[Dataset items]
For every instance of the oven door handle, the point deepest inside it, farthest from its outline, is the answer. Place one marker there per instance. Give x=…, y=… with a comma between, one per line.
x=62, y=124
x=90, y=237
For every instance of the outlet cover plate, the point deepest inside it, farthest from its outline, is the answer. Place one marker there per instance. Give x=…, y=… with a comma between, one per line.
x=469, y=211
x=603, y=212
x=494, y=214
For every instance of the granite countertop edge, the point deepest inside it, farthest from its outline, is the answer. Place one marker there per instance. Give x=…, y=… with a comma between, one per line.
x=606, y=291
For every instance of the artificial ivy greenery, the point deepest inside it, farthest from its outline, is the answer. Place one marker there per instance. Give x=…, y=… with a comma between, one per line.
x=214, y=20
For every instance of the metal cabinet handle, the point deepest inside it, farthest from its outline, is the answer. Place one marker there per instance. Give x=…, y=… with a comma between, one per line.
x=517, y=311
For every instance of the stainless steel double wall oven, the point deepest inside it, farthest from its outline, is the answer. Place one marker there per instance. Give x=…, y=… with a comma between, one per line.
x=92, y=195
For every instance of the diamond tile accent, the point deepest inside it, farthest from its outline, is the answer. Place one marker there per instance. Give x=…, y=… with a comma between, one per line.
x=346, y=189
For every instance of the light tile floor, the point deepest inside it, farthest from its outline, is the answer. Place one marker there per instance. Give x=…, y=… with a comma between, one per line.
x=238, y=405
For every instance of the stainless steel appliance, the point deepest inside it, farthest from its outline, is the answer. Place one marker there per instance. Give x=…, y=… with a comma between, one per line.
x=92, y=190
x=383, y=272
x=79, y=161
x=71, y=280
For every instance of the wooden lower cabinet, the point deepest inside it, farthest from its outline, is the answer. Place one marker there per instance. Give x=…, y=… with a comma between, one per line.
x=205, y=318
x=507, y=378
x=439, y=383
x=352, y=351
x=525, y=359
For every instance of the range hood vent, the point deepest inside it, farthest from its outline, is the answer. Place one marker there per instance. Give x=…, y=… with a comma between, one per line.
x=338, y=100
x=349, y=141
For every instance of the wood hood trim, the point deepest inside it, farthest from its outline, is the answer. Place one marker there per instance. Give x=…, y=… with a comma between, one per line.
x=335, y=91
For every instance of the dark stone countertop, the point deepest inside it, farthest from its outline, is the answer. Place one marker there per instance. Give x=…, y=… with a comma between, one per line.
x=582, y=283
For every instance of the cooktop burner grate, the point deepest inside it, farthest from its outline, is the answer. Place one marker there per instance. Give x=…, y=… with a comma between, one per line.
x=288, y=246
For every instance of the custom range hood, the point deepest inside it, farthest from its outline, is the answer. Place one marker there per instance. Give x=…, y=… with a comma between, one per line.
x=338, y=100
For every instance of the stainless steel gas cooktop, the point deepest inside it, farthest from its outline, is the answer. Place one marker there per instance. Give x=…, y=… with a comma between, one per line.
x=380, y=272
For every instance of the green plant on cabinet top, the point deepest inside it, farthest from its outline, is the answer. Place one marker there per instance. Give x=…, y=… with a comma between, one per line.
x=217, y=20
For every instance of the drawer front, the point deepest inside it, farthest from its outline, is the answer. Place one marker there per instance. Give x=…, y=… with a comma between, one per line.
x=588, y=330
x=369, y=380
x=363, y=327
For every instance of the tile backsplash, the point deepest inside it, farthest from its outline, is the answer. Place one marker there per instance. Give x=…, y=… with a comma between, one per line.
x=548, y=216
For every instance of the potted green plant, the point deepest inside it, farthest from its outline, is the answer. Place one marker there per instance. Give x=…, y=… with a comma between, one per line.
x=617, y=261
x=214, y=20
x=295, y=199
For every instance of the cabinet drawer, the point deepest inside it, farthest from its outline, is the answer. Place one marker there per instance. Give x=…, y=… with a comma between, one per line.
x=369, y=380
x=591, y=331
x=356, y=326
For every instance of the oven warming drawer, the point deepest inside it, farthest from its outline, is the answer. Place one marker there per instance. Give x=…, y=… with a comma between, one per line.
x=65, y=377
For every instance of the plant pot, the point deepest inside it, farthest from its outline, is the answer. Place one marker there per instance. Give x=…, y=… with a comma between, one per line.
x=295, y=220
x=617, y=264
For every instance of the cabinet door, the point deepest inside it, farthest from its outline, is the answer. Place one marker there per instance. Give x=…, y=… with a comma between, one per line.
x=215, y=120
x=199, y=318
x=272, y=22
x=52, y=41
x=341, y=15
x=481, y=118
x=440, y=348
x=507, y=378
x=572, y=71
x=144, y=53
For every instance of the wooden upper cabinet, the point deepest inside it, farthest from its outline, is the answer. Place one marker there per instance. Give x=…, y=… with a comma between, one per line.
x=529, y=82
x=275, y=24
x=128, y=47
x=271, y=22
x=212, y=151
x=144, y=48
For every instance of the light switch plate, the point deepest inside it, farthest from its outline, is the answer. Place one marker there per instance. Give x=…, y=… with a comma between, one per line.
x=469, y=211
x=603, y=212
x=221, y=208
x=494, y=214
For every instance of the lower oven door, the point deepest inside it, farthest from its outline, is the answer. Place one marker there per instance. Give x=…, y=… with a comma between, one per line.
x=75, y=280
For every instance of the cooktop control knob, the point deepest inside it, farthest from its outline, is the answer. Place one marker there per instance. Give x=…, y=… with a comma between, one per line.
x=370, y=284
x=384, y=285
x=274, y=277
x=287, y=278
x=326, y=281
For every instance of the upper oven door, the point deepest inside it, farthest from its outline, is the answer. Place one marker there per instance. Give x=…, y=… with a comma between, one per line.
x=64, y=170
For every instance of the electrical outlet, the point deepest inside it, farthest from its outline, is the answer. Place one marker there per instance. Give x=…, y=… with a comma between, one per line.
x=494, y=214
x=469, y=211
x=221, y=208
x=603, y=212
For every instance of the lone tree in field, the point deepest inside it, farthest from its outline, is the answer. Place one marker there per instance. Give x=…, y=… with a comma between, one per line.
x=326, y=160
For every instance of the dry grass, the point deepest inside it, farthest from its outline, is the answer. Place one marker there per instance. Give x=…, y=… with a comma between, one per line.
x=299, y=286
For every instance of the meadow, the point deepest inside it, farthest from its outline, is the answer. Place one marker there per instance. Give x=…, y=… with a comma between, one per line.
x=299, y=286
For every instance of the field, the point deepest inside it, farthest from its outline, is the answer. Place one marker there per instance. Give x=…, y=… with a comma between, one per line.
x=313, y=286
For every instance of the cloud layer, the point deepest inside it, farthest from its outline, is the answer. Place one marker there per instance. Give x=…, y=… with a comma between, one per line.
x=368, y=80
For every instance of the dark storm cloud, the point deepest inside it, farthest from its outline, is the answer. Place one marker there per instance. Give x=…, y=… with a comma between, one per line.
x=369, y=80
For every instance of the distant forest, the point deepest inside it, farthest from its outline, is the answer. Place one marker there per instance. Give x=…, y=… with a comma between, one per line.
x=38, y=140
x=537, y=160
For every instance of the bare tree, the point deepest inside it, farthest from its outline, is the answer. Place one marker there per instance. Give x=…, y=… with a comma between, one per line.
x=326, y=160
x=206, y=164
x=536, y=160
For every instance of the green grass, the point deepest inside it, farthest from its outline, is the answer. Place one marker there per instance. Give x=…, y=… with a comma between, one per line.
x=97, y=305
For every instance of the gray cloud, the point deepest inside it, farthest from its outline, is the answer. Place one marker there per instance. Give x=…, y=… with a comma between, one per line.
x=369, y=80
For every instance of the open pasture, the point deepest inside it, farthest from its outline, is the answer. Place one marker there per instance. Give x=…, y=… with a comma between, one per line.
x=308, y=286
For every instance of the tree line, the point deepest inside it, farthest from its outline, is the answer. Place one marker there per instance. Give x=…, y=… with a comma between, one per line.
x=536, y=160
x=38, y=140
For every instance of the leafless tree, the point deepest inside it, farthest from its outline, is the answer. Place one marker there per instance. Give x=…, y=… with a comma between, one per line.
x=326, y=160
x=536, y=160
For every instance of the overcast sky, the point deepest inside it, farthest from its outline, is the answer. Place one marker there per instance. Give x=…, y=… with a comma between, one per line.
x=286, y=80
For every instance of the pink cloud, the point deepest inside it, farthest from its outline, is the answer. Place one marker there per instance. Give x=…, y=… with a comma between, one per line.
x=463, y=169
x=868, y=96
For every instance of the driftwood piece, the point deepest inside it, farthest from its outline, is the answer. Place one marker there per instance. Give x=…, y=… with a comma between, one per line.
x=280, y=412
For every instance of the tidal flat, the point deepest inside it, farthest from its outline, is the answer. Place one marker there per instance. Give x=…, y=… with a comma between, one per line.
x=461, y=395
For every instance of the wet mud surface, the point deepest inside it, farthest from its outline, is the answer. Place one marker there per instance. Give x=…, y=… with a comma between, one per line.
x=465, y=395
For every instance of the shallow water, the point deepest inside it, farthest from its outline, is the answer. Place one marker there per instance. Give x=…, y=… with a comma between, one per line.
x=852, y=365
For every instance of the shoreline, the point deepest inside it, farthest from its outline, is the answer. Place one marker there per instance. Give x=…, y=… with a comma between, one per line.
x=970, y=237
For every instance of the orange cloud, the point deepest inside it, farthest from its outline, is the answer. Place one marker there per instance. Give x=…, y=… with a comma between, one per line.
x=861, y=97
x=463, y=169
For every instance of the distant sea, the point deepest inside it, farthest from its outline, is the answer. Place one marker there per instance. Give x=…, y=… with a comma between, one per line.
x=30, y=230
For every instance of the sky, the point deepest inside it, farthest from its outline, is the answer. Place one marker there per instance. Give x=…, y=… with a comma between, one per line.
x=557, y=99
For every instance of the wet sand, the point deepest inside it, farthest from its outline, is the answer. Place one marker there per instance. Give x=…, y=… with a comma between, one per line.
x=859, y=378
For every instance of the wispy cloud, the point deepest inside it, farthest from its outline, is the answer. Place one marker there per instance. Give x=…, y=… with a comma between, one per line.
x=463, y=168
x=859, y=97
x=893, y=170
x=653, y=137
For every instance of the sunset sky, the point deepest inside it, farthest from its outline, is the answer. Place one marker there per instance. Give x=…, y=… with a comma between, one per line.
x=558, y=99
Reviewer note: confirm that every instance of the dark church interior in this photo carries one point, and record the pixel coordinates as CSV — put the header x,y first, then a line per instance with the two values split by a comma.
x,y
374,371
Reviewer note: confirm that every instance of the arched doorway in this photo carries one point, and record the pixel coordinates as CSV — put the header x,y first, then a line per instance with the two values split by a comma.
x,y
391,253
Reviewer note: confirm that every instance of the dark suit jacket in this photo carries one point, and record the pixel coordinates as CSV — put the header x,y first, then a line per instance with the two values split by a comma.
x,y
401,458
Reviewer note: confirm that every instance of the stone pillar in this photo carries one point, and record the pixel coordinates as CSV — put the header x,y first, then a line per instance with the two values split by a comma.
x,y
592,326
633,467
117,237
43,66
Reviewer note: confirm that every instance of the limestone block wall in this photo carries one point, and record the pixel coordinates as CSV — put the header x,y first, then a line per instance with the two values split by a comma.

Do this: Render the lines between the one holding "For every instance of the stainless steel double" and the one holding "x=582, y=283", inclusive, as a numbered list with any blank lines omitted.

Full solution:
1. For every instance of the stainless steel double wall oven, the point deepest inside it, farthest from its outline, is the answer. Place one marker there per instance. Give x=…, y=… with a comma between, one per line.
2. x=92, y=195
3. For every instance of the diamond tile accent, the point deepest inside it, farthest from its outline, is the answer. Place one marker there per instance. Give x=…, y=… with a comma between, one per line.
4. x=346, y=189
5. For every instance of the light tile floor, the point deepest inside it, farthest from its outline, is the answer. Place one marker there per instance. Give x=…, y=… with a comma between, one per line.
6. x=238, y=405
7. For every instance of the stainless steel appliance, the point deepest inside it, farthest from its outline, is the answer. Place one marker there per instance. Give x=…, y=… with a comma between, one per line.
8. x=92, y=190
9. x=383, y=272
10. x=79, y=161
11. x=71, y=280
12. For every instance of the wooden lower cabinet, the point deepest inside it, farthest from its outline, is the answer. Place one marker there per instance. Give x=…, y=… with a comma between, one per line.
13. x=205, y=318
14. x=507, y=378
15. x=439, y=383
16. x=352, y=351
17. x=525, y=359
18. For every instance of the range hood vent, the point deepest inside it, farthest from its outline, is the answer. Place one marker there per instance. Give x=…, y=… with a comma between, one per line.
19. x=338, y=100
20. x=349, y=141
21. For every instance of the wood hood trim, the point deepest inside it, farthest from its outline, is the answer. Place one marker there per instance. Give x=…, y=… with a comma between, one per line.
22. x=335, y=91
23. For every instance of the dark stone countertop, the point deepest inside it, farthest from its outline, is the answer. Place one marker there per instance. Give x=…, y=… with a comma between, one per line.
24. x=582, y=283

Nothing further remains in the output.